What this task involves:
Continue the court opinion in City of Mobile v. Matthews, starting right after its final sentence.

Page text:
▬▬▬▬▬▬
City of Mobile v. Matthews

THOMPSON., Presiding Judge.

The City of Mobile (‘‘the City”) and Cassandra Matthews have .been before this court in a previous matter. In Matthews v. City of Mobile, 182 So.3d 547 (Ala.Civ. App.2014), the City notified Matthews of its decision to suspend her without pay for 24 hours. Pursuant to Act No. 470, Local Acts of 1939, as amended (“the Act”), Matthews filed a written notice of her intent to appeal that 24-hour suspension to the Mobile County Personnel Board (“the Board”). While, that appeal was pending, the City notified Matthews that it had terminated her employment based on an incident separate from the incident forming the basis of thé 24-hoúr suspension. 182 So.3d at 549. Matthews then attempted to appeal the termination decision by sending a notice via e-mail to the Board’s personnel director to inform him of her desire to appeal the termination of her employment. On July 26, 2011, the Board purported to reverse Matthews’s termination, and it reinstated Matthews to her employment. 182 So.3d at 551. This court held that Matthews’s attempt to appeal the City’s termination of her employment to the Board via e-mail was ineffective because the e-mail did not constitute a filing, Matthews v. City of Mobile, 182 So.3d at 550-51, Accordingly, we concluded that the order of the Board, as well as the later order entered by the Mobile Circuit Court (“the trial court”) on the City’s appeal of the Board’s decision, were void. Matthews v. City of Mobile, 182 So.3d at 551. In other words, this court held that the Board’s July 26, 2011, decision reversing *1063the City’s termination of Matthews’s employment was void. Id.1

This court’s opinion in Matthews v. City of Mobile, supra, was released on December 5, 2014, and this court denied Matthews’s application for rehearing on February 13, 2015. Matthews filed a petition for a writ of certiorari to our supreme court, and our supreme court denied her petition on April 10,2015.
▬▬▬▬▬▬
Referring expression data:
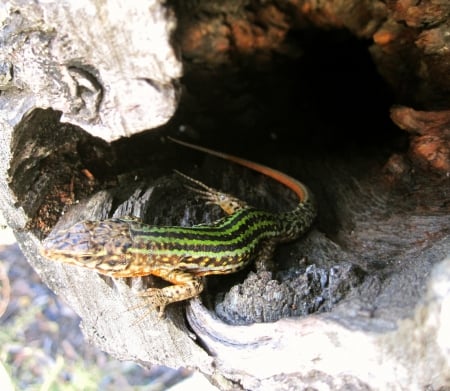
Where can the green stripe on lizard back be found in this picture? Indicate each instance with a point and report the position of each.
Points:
(123, 247)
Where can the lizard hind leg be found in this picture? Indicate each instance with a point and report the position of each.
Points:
(226, 202)
(185, 287)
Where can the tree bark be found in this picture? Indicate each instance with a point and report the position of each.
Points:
(361, 300)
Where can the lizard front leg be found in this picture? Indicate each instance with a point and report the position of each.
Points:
(185, 286)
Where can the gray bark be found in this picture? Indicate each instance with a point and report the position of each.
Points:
(389, 332)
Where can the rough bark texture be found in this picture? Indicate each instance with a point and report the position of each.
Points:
(362, 300)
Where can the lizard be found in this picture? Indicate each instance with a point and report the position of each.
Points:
(127, 247)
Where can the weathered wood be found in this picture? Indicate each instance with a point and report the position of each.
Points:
(386, 214)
▬▬▬▬▬▬
Task output:
The current record on appeal indicates that while Matthews v. City of Mobile, supra, was pending in the trial court and in this court, Matthews had been reinstated to her “employment” pursuant to the void July 26, 2011, decision of the Board.2 The City then notified Matthews of its intent to terminate her “employment” based on an allegation that Matthews had failed to follow rules and procedures in performing her job duties. On January 29, 2013, the City notified Matthews that it had terminated her “employment.” Matthews properly appealed the January 29, 2013, termination decision to the Board, which entered a decision on July 2, 2013, upholding the City’s January 29, 2013, termination decision. Matthews then appealed to the trial court.

The trial court entered a judgment on September 15, 2015, in which it purported to affirm the Board’s July 2, 2013, decision. However, after considering Matthews’s postjudgment motion, the trial court, on December 1, 2015, entered a new judgment in which it purported to reverse the Board’s July 2, 2013, decision and to order that Matthews be reinstated to her employment. The trial court based its December 1, 2015, judgment on its determination that the Board had violated Matthews’s constitutional due-process rights by refusing to allow Matthews to be present at the hearing before the Board. The City timely appealed to this court on December 8, 2015. On appeal, the City argues that the trial court erred in failing to affirm the Board’s decision, and it argues that the trial court erred in basing its ruling on a constitutional issue not properly raised by the parties.

After the City’s appeal was submitted to this court, this court entered an order requesting that the parties submit letter briefs on the issue of whether the decision in Matthews v. City of Mobile, supra (and our supreme court’s denial of the writ of certiorari as to that appeal), rendered moot the issues presently before this court. Both parties submitted letter briefs.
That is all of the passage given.